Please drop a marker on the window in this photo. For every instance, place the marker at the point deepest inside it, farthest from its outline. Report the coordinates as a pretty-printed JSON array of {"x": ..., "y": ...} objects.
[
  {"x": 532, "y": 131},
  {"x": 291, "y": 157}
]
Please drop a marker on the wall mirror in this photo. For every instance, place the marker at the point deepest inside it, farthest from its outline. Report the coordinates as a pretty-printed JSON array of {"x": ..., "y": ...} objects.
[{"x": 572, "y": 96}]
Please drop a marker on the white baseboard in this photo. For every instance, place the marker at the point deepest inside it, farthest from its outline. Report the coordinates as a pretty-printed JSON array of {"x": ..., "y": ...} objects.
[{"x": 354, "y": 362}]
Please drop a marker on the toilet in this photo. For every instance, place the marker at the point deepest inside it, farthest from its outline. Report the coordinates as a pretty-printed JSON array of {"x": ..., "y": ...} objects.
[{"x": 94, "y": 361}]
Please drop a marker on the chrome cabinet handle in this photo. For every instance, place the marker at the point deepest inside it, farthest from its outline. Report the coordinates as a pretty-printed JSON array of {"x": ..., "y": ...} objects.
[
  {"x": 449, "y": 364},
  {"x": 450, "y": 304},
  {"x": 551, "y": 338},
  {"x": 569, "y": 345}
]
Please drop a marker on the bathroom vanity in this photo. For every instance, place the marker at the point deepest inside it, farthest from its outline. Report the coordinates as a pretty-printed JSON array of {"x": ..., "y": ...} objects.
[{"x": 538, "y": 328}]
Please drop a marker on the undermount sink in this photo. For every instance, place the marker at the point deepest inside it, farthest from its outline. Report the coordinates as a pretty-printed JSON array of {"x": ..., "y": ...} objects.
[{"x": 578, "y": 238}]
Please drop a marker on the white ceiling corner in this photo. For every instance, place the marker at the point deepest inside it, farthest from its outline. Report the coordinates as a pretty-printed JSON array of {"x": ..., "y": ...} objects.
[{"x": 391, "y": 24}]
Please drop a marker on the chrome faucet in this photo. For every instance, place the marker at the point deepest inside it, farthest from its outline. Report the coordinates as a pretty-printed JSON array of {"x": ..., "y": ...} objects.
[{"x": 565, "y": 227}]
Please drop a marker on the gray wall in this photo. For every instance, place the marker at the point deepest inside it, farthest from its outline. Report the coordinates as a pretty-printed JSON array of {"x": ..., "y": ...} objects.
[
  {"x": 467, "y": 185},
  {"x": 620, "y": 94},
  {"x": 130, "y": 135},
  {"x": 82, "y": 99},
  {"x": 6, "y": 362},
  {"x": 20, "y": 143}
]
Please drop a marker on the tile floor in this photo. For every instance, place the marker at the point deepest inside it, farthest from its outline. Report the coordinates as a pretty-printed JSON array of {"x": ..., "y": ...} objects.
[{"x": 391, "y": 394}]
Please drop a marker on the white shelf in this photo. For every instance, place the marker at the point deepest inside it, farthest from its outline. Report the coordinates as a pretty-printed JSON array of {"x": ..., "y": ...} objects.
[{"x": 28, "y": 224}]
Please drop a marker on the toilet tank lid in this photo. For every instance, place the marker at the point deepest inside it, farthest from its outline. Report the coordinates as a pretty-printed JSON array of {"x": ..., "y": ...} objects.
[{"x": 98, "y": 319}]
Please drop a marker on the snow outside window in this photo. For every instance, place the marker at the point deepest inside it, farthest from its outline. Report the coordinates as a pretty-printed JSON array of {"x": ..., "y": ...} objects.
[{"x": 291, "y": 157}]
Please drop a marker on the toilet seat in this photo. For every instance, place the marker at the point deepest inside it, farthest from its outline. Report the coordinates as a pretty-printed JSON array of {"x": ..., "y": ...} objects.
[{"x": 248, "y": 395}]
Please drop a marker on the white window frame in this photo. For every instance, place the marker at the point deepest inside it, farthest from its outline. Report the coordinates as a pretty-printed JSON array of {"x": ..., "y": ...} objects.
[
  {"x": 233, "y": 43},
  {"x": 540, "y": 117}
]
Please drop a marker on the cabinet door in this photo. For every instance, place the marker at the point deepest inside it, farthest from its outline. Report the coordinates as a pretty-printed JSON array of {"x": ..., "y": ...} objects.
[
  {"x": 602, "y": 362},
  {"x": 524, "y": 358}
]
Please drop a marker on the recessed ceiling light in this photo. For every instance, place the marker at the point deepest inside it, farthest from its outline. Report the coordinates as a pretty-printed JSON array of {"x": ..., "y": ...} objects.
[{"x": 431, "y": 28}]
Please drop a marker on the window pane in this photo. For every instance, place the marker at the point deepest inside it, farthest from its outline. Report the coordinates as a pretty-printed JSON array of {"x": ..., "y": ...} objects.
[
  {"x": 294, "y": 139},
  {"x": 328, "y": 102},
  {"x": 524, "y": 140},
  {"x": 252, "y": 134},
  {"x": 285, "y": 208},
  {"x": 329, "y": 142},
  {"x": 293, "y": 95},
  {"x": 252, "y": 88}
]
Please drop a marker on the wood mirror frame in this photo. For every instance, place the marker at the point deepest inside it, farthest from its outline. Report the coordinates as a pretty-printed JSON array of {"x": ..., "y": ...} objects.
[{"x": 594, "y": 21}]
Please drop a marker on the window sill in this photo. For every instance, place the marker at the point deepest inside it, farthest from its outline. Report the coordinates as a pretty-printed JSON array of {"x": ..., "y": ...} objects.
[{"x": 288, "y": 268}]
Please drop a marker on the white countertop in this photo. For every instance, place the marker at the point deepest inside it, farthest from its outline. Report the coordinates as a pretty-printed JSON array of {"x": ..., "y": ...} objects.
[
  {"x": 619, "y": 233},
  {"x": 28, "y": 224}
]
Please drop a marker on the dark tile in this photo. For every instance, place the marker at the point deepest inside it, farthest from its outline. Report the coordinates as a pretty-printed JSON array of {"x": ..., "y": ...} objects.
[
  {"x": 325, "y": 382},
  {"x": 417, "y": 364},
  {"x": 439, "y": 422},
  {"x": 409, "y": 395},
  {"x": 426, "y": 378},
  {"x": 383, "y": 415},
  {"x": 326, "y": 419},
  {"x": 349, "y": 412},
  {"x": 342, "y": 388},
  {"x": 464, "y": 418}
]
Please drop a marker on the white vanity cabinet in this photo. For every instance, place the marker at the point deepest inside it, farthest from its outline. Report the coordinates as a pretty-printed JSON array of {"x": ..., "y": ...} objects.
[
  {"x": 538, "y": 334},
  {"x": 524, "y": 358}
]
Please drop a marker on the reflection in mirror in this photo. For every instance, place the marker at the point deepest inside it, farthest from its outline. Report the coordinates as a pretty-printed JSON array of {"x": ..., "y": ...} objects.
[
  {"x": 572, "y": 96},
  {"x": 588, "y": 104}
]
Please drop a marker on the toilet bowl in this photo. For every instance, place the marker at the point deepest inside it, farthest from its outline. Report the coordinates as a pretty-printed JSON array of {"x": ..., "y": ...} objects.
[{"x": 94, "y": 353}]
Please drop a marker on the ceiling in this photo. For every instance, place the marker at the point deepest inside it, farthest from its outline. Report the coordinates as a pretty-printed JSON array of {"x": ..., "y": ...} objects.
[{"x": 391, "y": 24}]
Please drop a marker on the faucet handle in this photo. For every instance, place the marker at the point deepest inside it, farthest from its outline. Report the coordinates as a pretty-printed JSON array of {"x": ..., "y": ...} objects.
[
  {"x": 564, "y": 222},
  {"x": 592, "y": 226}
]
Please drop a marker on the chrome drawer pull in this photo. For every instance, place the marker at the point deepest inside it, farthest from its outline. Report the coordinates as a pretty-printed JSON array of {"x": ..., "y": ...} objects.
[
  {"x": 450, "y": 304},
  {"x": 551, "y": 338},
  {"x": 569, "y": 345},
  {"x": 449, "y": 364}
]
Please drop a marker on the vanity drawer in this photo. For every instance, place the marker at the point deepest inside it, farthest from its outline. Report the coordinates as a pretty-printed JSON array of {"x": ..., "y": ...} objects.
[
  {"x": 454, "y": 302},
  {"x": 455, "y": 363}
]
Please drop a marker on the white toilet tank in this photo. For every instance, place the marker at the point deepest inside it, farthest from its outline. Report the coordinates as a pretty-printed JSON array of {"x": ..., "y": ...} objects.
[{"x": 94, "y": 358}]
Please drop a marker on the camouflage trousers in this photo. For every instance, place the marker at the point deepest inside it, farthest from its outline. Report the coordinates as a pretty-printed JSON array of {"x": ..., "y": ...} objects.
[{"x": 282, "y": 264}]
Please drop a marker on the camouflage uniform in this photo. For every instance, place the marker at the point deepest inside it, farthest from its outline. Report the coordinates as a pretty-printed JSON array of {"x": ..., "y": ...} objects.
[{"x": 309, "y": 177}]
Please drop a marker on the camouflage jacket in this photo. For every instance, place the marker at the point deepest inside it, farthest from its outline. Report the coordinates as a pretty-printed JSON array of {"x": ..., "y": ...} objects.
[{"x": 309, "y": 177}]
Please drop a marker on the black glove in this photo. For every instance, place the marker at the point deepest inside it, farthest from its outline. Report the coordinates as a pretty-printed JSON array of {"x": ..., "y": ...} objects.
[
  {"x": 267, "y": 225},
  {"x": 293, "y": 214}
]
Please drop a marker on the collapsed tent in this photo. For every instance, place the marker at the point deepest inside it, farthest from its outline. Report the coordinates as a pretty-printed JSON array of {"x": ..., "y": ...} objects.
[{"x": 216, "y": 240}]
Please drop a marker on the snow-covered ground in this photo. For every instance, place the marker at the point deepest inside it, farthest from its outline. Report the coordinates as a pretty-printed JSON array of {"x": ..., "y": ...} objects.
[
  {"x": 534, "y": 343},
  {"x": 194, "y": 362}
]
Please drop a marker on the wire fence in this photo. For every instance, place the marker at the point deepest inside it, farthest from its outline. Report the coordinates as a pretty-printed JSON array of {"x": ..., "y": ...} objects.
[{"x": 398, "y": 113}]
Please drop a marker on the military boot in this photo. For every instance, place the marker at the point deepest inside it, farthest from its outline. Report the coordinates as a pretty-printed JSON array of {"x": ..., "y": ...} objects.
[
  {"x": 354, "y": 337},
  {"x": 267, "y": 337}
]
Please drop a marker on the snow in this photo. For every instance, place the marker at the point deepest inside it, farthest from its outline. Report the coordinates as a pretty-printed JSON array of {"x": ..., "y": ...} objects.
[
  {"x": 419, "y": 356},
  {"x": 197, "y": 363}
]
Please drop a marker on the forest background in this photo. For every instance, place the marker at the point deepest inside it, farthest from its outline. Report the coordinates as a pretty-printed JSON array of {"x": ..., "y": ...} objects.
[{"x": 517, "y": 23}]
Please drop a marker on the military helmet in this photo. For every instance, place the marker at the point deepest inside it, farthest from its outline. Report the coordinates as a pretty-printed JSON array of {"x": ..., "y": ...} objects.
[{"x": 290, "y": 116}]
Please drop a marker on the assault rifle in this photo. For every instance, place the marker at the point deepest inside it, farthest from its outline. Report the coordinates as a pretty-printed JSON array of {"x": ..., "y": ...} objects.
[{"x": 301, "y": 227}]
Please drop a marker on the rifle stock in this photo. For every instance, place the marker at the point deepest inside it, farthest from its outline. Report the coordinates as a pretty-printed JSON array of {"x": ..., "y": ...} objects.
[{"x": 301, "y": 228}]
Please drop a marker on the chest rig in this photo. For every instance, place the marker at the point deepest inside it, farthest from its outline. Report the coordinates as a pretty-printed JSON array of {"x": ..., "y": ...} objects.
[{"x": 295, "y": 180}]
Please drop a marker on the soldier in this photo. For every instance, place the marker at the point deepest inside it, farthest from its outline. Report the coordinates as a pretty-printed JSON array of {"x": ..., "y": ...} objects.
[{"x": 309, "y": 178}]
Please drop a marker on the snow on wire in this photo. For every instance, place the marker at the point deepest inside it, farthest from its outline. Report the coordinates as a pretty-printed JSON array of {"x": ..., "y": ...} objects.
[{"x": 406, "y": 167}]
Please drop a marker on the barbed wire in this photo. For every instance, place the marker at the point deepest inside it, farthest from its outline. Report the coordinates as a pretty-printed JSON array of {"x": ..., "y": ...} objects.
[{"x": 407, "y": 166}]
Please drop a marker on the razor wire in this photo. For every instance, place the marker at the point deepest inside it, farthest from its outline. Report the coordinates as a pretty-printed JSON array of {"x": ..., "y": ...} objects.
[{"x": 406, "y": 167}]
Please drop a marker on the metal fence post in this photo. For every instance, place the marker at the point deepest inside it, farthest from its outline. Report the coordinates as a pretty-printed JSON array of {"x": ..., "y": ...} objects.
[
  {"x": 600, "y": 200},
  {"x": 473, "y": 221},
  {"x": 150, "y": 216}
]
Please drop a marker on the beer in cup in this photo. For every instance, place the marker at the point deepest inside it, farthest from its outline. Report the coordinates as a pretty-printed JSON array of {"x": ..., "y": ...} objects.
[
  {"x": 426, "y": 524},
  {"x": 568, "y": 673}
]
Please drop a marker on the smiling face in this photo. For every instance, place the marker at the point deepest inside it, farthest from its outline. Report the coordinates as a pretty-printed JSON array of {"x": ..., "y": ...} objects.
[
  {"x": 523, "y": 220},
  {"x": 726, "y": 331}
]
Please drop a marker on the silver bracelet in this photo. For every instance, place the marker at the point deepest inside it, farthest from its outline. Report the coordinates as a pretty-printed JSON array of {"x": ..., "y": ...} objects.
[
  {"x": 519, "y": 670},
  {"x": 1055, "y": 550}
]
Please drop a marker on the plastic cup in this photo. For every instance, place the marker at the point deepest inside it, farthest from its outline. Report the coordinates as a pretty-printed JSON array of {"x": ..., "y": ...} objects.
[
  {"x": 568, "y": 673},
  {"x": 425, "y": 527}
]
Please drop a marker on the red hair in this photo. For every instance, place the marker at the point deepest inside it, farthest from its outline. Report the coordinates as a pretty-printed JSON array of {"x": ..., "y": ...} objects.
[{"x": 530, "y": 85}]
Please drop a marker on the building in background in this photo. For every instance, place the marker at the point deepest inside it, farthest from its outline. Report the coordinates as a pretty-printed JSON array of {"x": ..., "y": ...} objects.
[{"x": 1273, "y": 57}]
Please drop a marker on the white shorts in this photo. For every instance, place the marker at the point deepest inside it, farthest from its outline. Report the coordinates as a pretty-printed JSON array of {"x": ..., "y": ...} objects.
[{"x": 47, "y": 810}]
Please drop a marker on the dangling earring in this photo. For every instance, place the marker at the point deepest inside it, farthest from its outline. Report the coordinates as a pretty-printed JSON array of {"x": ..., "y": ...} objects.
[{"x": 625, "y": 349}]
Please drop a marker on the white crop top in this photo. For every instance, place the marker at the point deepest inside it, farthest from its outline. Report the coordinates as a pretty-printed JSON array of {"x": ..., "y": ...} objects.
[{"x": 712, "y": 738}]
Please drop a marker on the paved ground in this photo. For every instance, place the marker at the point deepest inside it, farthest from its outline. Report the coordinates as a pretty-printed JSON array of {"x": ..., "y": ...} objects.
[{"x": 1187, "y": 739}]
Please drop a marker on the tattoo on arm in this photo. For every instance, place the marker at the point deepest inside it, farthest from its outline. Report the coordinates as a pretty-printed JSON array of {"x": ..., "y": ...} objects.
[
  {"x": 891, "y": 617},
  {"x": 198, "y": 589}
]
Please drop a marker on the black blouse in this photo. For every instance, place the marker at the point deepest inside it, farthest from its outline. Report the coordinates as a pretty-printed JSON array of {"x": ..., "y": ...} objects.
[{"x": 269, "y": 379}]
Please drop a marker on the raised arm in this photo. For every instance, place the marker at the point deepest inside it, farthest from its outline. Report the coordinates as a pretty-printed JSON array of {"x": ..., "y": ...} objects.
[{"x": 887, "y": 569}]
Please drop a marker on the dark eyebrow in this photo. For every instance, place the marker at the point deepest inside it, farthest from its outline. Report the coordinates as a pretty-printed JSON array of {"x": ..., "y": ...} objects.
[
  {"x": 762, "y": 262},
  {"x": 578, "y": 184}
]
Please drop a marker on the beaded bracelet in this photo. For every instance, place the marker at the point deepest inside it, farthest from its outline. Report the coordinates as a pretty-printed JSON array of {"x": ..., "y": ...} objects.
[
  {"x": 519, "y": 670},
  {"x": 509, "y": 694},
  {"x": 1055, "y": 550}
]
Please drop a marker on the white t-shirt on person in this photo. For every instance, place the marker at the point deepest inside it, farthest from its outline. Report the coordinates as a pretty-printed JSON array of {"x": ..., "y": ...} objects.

* **Problem requirements**: Reproduce precisely the span of lines that begins at the line containing "Please drop a marker on the white crop" and ends with the last line of the listing.

* **Written answer**:
Please drop a marker on the white crop top in this photo. For every instance, place the marker at the point deepest inside it, farthest from its outline. Report the coordinates as a pretty-printed JSON array of {"x": ..., "y": ...} objects.
[{"x": 712, "y": 738}]
Please drop a marker on the paved ground in this photo. For every instance, place the marker at the point deepest inside it, farthest from its outline. Report the coordinates as a pretty-printed JSON array of {"x": ..., "y": ...} objects.
[{"x": 1187, "y": 739}]
Please drop a marker on the tattoo on arm in this photo. For every instance, place the marker at the point deepest inside it, farthest from its outline. Report the coordinates as a pretty-printed JSON array of {"x": ..., "y": ...} objects.
[
  {"x": 891, "y": 617},
  {"x": 198, "y": 589}
]
Please drop a marker on the black blouse in this photo. For every instance, place the marker at the point deepest inside it, farthest from its outline. Report the coordinates as a pretty-printed JSON array of {"x": ..., "y": ...} objects.
[{"x": 269, "y": 379}]
Please drop a marker on the raised arm in this photo. For every instance, place the marker at the point deepest inside it, farthest from its outline. Report the coordinates as a pretty-printed JSON array of {"x": ..., "y": ...} objects.
[{"x": 887, "y": 569}]
Please drop a marker on the dark eyebrow in this photo. For every instance, place the marker at the point deepest inside it, farthest from its outline. Report the coordinates as a pretty-printed JSON array of {"x": ..., "y": ...} objects.
[
  {"x": 762, "y": 262},
  {"x": 578, "y": 184}
]
Please drop a marker on the beaded bracelet in this photo. For every instance, place the marker at the point deepest inside it, farthest from its outline. Report the coordinates as a pretty-printed JSON array of {"x": ..., "y": ...} objects.
[
  {"x": 519, "y": 670},
  {"x": 509, "y": 694},
  {"x": 1055, "y": 550}
]
Please drop a marker on the white t-shirt on person in this photo. For every instance, place the marker at the point deepest inside it, farthest from its outline. Report the coordinates as a pretty-printed JSON array of {"x": ..., "y": ...} objects.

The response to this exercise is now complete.